STATED TASK: Tally the lines in the records below that contain the string "bird". Reply with only the number.

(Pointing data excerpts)
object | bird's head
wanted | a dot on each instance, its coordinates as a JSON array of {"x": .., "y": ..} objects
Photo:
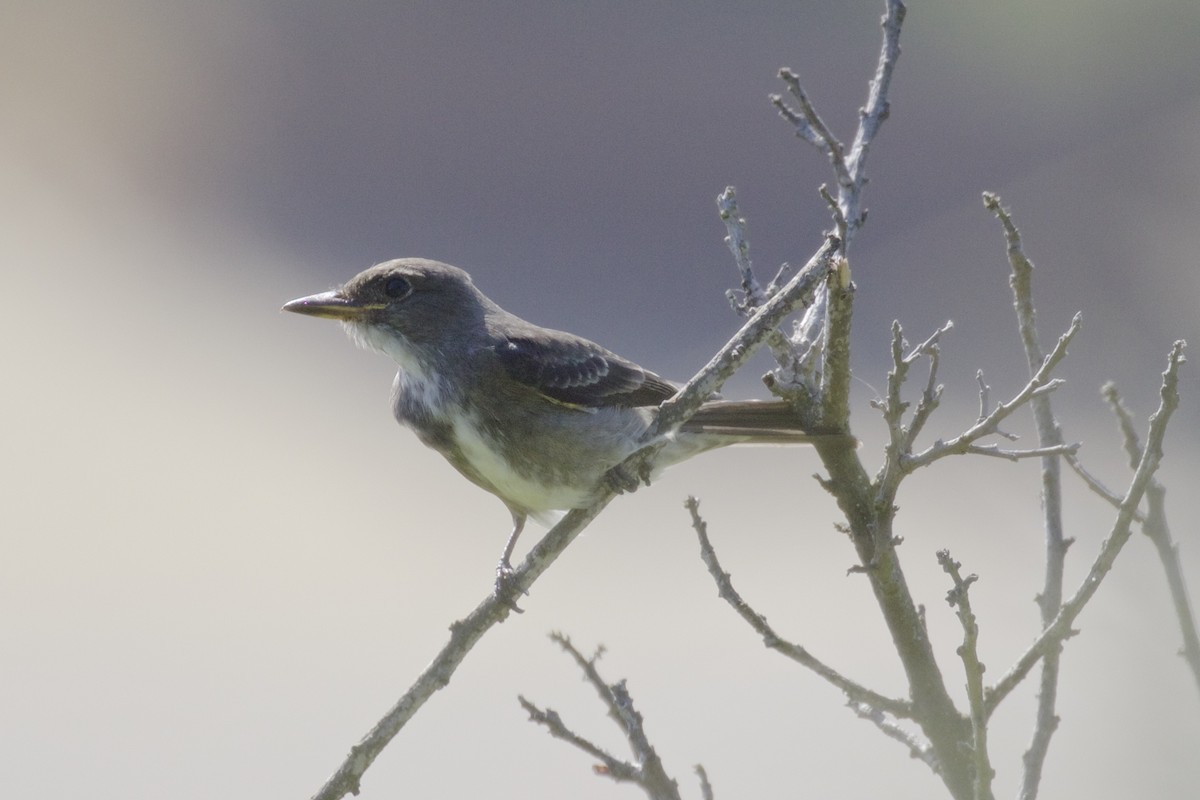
[{"x": 405, "y": 308}]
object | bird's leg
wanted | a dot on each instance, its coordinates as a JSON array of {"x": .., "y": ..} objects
[
  {"x": 504, "y": 569},
  {"x": 622, "y": 479}
]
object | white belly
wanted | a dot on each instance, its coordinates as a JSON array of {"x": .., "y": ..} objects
[{"x": 510, "y": 485}]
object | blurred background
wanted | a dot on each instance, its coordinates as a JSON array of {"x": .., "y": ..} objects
[{"x": 221, "y": 558}]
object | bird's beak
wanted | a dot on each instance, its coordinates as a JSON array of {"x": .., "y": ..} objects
[{"x": 330, "y": 305}]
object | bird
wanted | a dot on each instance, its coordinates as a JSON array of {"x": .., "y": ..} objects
[{"x": 537, "y": 416}]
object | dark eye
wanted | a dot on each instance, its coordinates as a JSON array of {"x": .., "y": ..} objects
[{"x": 396, "y": 287}]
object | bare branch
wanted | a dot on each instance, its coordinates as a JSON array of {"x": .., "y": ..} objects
[
  {"x": 615, "y": 768},
  {"x": 1039, "y": 384},
  {"x": 857, "y": 693},
  {"x": 893, "y": 729},
  {"x": 1018, "y": 455},
  {"x": 1056, "y": 542},
  {"x": 648, "y": 773},
  {"x": 873, "y": 115},
  {"x": 959, "y": 597},
  {"x": 738, "y": 245},
  {"x": 1157, "y": 529},
  {"x": 849, "y": 167},
  {"x": 1051, "y": 637},
  {"x": 706, "y": 788}
]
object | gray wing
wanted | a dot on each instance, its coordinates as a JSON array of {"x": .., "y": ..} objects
[{"x": 575, "y": 371}]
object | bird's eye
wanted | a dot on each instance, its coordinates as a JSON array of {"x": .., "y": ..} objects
[{"x": 396, "y": 287}]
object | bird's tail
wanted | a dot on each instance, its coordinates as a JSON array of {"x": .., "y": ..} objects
[{"x": 757, "y": 422}]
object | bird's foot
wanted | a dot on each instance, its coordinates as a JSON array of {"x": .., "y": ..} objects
[
  {"x": 624, "y": 477},
  {"x": 507, "y": 590}
]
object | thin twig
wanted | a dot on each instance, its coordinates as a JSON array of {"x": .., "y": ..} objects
[
  {"x": 1157, "y": 529},
  {"x": 893, "y": 729},
  {"x": 1053, "y": 635},
  {"x": 856, "y": 692},
  {"x": 1018, "y": 455},
  {"x": 615, "y": 768},
  {"x": 706, "y": 788},
  {"x": 959, "y": 597},
  {"x": 648, "y": 771},
  {"x": 849, "y": 167},
  {"x": 1039, "y": 384},
  {"x": 1056, "y": 542}
]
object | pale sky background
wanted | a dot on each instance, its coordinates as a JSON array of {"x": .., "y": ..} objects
[{"x": 221, "y": 558}]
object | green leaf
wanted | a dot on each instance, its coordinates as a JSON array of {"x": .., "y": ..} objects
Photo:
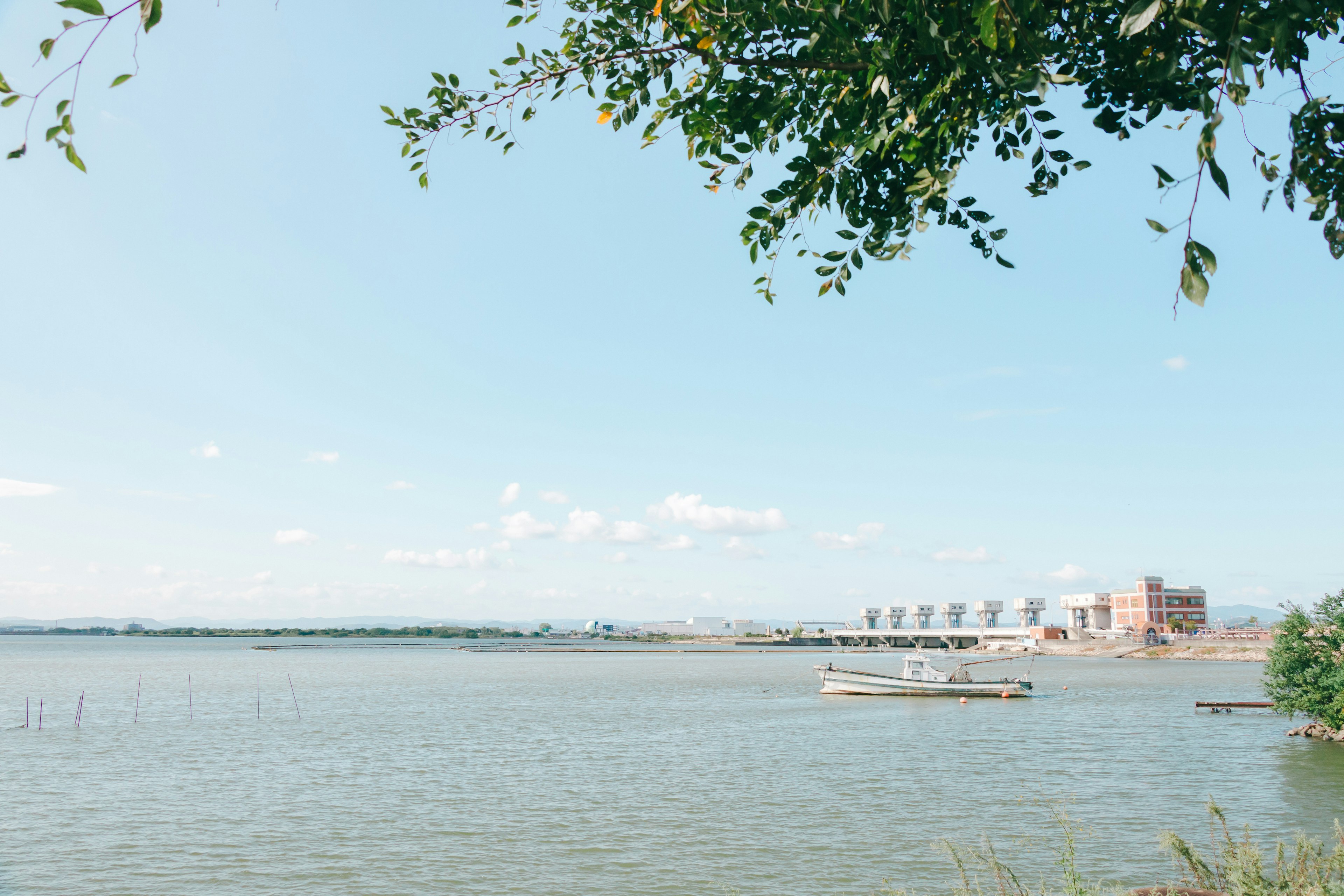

RESULT BELOW: 7